Activity A:
Please explain, using the Medicare transparency text, what the Medicare standardized payment amount removes and what that change makes possible.
Activity B:
Retype the passage in the Medicare transparency text from "The Physician and Other Supplier Utilization and Payment data" to "and submitted charges.".

Provided text:

◇ ◇ ◇ ◇ ◇

Updates to Increase Transparency of the Medicare Program by CMS
The Centers for Medicare & Medicare Services (CMS) is releasing updated data to increase transparency in the Medicare program. CMS has posting the third annual release of the Physician and Other Supplier Utilization and Payment public use data. In addition to this CMS is also announcing the availability of more timely data for researchers.
The Physician and Other Supplier Utilization and Payment data contains summarized information on Part B services and procedures provided to Medicare beneficiaries by physicians and other healthcare professionals. The information includes payment and submitted charges, or bills, for services and procedures provided by each physician or supplier. It helps in comparisons by physician, specialty, location, types of medical services and procedures delivered, Medicare payment, and submitted charges.
The updated 2014 dataset has information for over 986,000 distinct health care providers (up from 950,000 in 2013) who collectively received $91 billion in Medicare payments (compared to $90 billion in 2013). The Medicare standardized payment amount, which removes geographic differences in payment rates for individual services, such as those that account for local wages or input prices, and makes Medicare payments across geographic areas comparable, is new in the 2014 data. CMS protects beneficiaries? personal information in all its data releases.

◇ ◇ ◇ ◇ ◇

Data supplied:
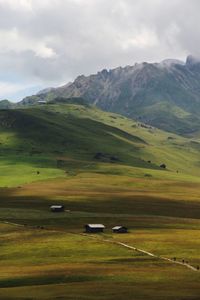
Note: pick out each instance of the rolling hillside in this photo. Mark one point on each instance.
(165, 95)
(61, 139)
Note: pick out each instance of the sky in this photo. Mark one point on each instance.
(47, 43)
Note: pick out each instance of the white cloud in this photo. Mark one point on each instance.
(52, 41)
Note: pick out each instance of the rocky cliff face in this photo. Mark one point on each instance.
(166, 94)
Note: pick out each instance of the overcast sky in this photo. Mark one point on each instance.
(49, 42)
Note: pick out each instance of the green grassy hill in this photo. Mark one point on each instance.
(58, 139)
(104, 168)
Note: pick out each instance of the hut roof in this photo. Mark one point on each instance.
(118, 227)
(95, 225)
(57, 206)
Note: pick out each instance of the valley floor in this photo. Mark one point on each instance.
(58, 262)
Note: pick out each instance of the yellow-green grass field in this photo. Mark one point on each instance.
(58, 262)
(48, 156)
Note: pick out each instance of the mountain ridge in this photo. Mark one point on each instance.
(165, 95)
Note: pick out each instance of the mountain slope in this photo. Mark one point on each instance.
(165, 95)
(59, 139)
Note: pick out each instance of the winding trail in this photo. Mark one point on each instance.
(187, 265)
(145, 252)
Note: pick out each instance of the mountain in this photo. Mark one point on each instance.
(165, 95)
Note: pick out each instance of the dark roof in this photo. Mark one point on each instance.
(95, 225)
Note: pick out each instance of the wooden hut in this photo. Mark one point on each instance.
(94, 228)
(57, 208)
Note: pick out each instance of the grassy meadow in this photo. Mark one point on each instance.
(47, 156)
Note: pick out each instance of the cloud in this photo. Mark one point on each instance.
(48, 42)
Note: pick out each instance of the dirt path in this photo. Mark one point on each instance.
(145, 252)
(119, 244)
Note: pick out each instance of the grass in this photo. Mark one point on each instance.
(161, 208)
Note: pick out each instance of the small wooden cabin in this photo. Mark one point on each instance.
(94, 228)
(57, 208)
(120, 229)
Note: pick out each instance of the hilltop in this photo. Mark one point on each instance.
(164, 95)
(62, 138)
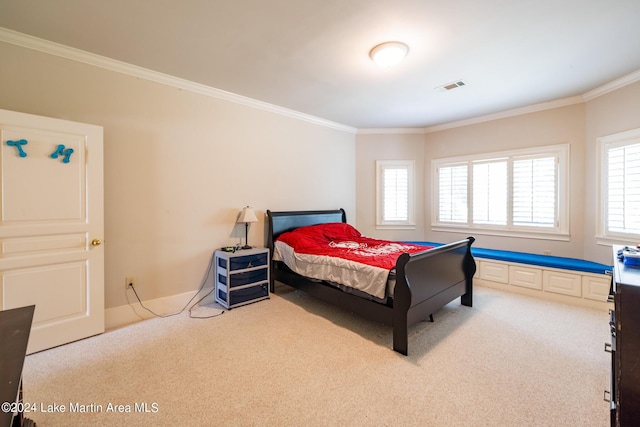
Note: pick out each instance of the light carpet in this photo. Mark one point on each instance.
(510, 360)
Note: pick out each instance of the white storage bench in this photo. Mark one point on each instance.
(570, 280)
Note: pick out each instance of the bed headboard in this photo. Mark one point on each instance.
(280, 222)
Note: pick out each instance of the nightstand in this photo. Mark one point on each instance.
(241, 277)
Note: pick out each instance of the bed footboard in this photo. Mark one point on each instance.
(426, 282)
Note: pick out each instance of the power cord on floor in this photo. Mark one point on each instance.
(204, 281)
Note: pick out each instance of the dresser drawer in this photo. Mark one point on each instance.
(243, 262)
(234, 298)
(239, 279)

◇ ◇ ◇ ◇ ◇

Exercise result A:
The Medicare standardized payment amount removes geographic differences in payment rates for individual services, such as those that account for local wages or input prices. This makes Medicare payments comparable across geographic areas.

Exercise result B:
The Physician and Other Supplier Utilization and Payment data contains summarized information on Part B services and procedures provided to Medicare beneficiaries by physicians and other healthcare professionals. The information includes payment and submitted charges, or bills, for services and procedures provided by each physician or supplier. It helps in comparisons by physician, specialty, location, types of medical services and procedures delivered, Medicare payment, and submitted charges.